▶ _Work instruction_:
In the text below about wilderness therapy programs, why do young adults in these programs live in peer groups? Answer in one to three sentences.

▶ _Supplied text_:
:::::
Wilderness programs require a high level of physical exertion. Embrace welcomes all fitness levels and requires that students are able to walk around on their own and be able to climb a few stairs. Most wilderness therapy programs have young adults in co-ed groups. The therapeutic wellness program at Embrace is designed for young women ages 18 to 29. Wilderness therapy is designed to help facilitate outdoor mastery and primitive life skills such as making fires. Embrace is designed to help young women build awareness, confidence, self-worth, clarity, and deeper connections with self and others.

How to Find the Program That’s Right for Your Young Adult Daughter

Every student and situation is unique. Below are a few key guidelines to keep in mind while searching for a program.

Wilderness Therapy: Appropriate Students

As previously mentioned, wilderness therapy is designed to help students that need a medium level of care and safety. Most wilderness therapy programs are not designed to help young adults experiencing psychosis or schizophrenia, students with a history of violence or sexual assault, students with physical limitations such as a reliance on a wheelchair or crutches, and students with a problem requiring intensive medical care including diabetes and severe eating disorders. Students who attend wilderness therapy programs often have established patterns of damaging behavior towards themselves and/or with other people. Many of the students have difficulty rationalizing, do not have healthy coping mechanisms, and do not understand consequences. Young adults in wilderness therapy programs live in peer groups so that they have many opportunities to practice healthy relationships.
:::::
▶ _Provided material_:
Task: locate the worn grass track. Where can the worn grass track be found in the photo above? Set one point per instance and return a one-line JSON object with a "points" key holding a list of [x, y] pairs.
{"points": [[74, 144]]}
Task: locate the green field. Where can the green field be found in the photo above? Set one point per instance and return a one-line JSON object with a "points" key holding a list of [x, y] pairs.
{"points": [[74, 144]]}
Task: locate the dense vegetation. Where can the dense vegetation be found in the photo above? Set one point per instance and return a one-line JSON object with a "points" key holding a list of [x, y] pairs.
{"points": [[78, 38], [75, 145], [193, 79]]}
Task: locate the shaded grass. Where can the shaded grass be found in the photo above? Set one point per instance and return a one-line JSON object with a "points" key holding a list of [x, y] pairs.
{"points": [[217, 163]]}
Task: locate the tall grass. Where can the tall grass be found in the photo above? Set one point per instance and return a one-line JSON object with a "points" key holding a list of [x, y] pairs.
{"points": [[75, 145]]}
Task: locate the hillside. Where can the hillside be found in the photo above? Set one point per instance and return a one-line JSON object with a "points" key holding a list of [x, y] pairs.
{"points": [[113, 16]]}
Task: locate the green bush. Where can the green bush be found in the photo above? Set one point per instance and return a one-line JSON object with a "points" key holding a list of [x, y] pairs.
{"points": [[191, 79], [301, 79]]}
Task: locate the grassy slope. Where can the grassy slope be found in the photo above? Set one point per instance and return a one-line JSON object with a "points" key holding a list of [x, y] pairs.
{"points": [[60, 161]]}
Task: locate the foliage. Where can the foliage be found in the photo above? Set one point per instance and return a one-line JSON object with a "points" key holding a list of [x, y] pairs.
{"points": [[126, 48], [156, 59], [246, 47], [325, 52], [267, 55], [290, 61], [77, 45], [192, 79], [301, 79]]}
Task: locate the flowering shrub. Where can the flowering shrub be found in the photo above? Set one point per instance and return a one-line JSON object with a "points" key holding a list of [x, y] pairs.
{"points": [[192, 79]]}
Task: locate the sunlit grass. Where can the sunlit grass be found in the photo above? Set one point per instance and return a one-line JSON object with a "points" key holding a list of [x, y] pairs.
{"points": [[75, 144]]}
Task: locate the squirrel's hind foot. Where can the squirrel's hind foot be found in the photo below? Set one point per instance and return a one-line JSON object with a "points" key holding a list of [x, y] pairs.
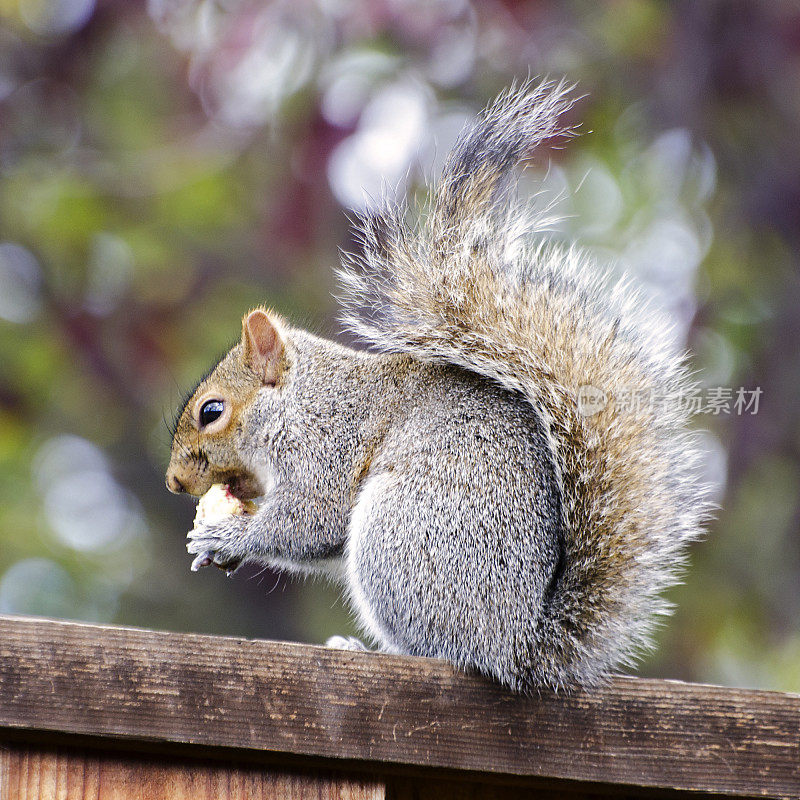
{"points": [[346, 643]]}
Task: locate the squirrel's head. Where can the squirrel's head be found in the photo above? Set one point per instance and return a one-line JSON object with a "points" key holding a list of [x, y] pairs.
{"points": [[205, 440]]}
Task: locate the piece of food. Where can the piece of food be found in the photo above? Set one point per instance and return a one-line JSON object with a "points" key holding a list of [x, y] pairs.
{"points": [[218, 503], [214, 506]]}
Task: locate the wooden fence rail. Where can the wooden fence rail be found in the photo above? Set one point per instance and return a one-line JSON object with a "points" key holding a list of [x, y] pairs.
{"points": [[104, 713]]}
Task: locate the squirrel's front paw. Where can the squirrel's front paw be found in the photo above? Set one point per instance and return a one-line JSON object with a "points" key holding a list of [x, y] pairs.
{"points": [[216, 544]]}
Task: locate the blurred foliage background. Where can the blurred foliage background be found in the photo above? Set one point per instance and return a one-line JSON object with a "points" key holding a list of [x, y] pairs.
{"points": [[166, 165]]}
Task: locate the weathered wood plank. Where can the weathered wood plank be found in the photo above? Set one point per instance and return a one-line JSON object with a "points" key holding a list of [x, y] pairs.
{"points": [[29, 773], [285, 698]]}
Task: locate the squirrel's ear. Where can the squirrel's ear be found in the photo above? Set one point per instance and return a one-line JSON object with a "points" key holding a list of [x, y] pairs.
{"points": [[263, 346]]}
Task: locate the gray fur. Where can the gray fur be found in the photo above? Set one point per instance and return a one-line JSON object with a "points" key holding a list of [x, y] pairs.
{"points": [[447, 477]]}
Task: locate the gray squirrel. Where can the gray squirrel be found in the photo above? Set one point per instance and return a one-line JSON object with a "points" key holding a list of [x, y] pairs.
{"points": [[453, 477]]}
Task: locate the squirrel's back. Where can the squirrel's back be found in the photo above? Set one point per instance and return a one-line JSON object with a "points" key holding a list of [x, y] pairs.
{"points": [[469, 285]]}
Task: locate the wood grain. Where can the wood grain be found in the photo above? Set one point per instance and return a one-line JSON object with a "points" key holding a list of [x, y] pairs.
{"points": [[278, 698], [28, 773]]}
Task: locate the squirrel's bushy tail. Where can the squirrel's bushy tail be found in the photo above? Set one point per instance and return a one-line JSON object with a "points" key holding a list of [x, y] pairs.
{"points": [[467, 283]]}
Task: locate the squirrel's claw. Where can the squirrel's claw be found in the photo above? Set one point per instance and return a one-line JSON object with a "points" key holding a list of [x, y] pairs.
{"points": [[212, 545]]}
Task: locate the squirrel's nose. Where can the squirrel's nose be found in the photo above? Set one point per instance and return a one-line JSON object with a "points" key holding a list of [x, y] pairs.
{"points": [[174, 485]]}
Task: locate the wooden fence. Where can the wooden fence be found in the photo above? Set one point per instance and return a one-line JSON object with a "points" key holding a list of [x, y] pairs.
{"points": [[106, 713]]}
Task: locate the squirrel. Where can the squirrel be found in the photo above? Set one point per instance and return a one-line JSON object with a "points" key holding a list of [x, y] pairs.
{"points": [[450, 476]]}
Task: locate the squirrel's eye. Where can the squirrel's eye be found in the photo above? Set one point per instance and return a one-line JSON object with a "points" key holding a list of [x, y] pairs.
{"points": [[210, 411]]}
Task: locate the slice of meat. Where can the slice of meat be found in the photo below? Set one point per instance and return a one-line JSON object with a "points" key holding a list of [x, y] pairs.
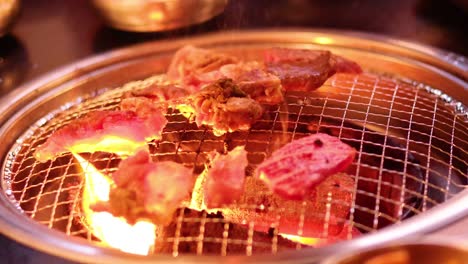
{"points": [[305, 70], [159, 92], [225, 178], [251, 78], [119, 132], [223, 106], [195, 67], [324, 211], [293, 170], [153, 98], [148, 190], [187, 232]]}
:::::
▶ _Completed exercise_:
Young adults in wilderness therapy programs live in peer groups so that they have many opportunities to practice healthy relationships.